Reproduce the data below line for line, without altering any word, number, or punctuation mark.

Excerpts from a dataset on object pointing
►
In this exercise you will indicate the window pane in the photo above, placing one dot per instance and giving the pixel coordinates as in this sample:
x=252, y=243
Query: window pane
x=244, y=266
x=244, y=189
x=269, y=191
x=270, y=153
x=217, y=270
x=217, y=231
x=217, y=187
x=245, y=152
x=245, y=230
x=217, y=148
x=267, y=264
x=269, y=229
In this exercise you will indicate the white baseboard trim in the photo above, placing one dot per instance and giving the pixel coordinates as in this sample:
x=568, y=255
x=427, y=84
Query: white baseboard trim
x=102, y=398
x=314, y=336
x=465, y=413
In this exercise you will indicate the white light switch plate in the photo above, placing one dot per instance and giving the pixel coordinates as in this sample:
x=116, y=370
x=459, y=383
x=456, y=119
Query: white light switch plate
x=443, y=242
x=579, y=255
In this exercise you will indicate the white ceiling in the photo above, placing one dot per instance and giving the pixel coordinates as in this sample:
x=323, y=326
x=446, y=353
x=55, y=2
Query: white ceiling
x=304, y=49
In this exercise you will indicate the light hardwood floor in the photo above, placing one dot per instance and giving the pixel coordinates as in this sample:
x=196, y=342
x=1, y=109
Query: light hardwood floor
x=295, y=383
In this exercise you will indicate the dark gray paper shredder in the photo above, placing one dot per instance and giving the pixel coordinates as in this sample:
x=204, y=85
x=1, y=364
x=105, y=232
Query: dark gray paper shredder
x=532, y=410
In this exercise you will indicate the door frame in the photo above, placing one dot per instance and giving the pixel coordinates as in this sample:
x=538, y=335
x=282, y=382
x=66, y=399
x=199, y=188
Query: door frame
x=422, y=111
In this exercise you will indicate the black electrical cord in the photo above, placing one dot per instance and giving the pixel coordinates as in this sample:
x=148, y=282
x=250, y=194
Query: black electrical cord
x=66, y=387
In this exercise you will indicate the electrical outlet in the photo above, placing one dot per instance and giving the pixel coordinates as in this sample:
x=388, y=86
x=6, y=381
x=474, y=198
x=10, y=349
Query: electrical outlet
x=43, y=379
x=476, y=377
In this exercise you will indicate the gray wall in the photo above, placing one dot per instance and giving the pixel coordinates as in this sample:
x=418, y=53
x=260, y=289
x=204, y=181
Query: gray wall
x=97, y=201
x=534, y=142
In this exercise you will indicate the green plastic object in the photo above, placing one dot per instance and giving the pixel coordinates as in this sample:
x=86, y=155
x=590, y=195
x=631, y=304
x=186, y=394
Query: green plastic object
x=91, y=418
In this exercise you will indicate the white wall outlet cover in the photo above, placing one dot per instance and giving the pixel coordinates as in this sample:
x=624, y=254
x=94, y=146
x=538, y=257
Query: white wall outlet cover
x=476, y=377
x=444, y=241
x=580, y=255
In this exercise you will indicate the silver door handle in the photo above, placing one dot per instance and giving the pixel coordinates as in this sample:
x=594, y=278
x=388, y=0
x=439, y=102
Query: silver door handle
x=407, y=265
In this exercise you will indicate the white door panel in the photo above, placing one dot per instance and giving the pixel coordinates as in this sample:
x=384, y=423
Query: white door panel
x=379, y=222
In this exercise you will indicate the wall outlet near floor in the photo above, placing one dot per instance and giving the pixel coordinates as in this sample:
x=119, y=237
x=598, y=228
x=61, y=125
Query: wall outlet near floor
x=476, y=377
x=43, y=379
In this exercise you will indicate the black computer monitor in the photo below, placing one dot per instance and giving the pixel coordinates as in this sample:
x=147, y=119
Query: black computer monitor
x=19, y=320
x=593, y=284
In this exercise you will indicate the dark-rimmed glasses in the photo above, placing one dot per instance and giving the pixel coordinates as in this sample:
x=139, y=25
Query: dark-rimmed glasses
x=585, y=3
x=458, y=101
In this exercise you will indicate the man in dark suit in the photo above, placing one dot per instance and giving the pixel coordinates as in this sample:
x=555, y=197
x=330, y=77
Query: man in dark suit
◄
ANSWER FOR THIS EXERCISE ::
In this exercise you will indicate the window pane in the photo above, placing one dot per instance and giving the pixel coordinates as in this sample:
x=252, y=243
Query: window pane
x=244, y=266
x=244, y=189
x=269, y=191
x=270, y=153
x=217, y=270
x=217, y=231
x=217, y=187
x=245, y=152
x=245, y=230
x=217, y=148
x=267, y=264
x=269, y=229
In this exercise you will indicate the white baseboard trim in the photo above, placing one dot per instance and giving the pixel coordinates as in this sample:
x=568, y=255
x=427, y=84
Query: white baseboard trim
x=102, y=398
x=314, y=336
x=465, y=413
In this exercise you will indicate the white light switch plate in the photo above, placing one dot per instance and giving the pixel coordinates as in this sample:
x=116, y=370
x=459, y=383
x=456, y=119
Query: white light switch plate
x=443, y=242
x=579, y=255
In this exercise you will indicate the white ceiling in the photo above, placing one dot per instance and giving the pixel coordinates as in this sample:
x=323, y=326
x=446, y=353
x=55, y=2
Query: white ceiling
x=304, y=49
In this exercise you will indicate the light hardwood floor in the photo above, placing one dot per instance and giving the pixel coordinates as in this sample:
x=196, y=342
x=1, y=109
Query: light hardwood floor
x=295, y=383
In this exercise you will indicate the dark gray paper shredder in the photo above, placing one dot per instance and giving the pixel coordinates as in this sample:
x=204, y=85
x=1, y=364
x=105, y=232
Query: dark gray paper shredder
x=532, y=410
In this exercise you will indicate the door frame in the photo above, placing one dot per instance and giving the pixel coordinates as in this sample:
x=538, y=335
x=282, y=382
x=66, y=399
x=199, y=188
Query: door frame
x=422, y=111
In this exercise you will indicate the black electrical cord in the photo above, placing one dot per instance and giving the pixel coordinates as in this sample:
x=148, y=282
x=250, y=194
Query: black electrical cord
x=66, y=387
In this exercise you will indicate the electrical outlet in the photo above, placing one dot per instance and giving the pixel coordinates as in this sample:
x=388, y=86
x=6, y=381
x=474, y=198
x=10, y=349
Query: electrical outlet
x=43, y=379
x=476, y=377
In this exercise you will indicate the gray wall in the photo above, placing one dot per instance and giving the pixel coordinates as in this sample:
x=418, y=53
x=260, y=289
x=204, y=181
Query: gray wall
x=97, y=201
x=534, y=142
In this exercise you will indicate the green plastic object in the photo above, placing one dot per instance and giving the pixel coordinates as in this sample:
x=86, y=155
x=590, y=195
x=631, y=304
x=186, y=394
Query: green plastic object
x=91, y=418
In this exercise you will indicate the white wall outlet cover in the photo above, placing one dot per instance and giving the pixel coordinates as in this sample:
x=624, y=254
x=94, y=146
x=538, y=257
Query: white wall outlet cover
x=476, y=377
x=444, y=241
x=580, y=255
In this exercise you will indicate the silver door handle in the photo above, placing one dot per instance and giving the pixel coordinates as in this sample:
x=594, y=278
x=388, y=0
x=439, y=102
Query: silver door handle
x=407, y=265
In this exercise you will indicate the white door panel in the photo above, placing one dot per instance and giving the pixel coordinates as in this sample:
x=384, y=423
Query: white door panel
x=379, y=222
In this exercise you will indicate the wall outlet near floor in the photo above, placing one dot per instance and giving the pixel coordinates as in this sample:
x=119, y=237
x=598, y=228
x=61, y=125
Query: wall outlet near floor
x=476, y=377
x=43, y=379
In this exercise you will indicate the black computer monitor in the photo below, placing one dot per instance and giving the pixel coordinates as in this sample:
x=147, y=119
Query: black computer monitor
x=19, y=320
x=593, y=284
In this exercise you will indicate the dark-rimmed glasses in the photo above, placing one dot per instance and giving the pixel coordinates as in this sample:
x=139, y=25
Query: dark-rimmed glasses
x=585, y=3
x=458, y=101
In this exercise you will indicate the man in dark suit in the photo above, placing one dot per instance and giving the pixel coordinates as in this sample:
x=555, y=197
x=330, y=77
Query: man in dark suit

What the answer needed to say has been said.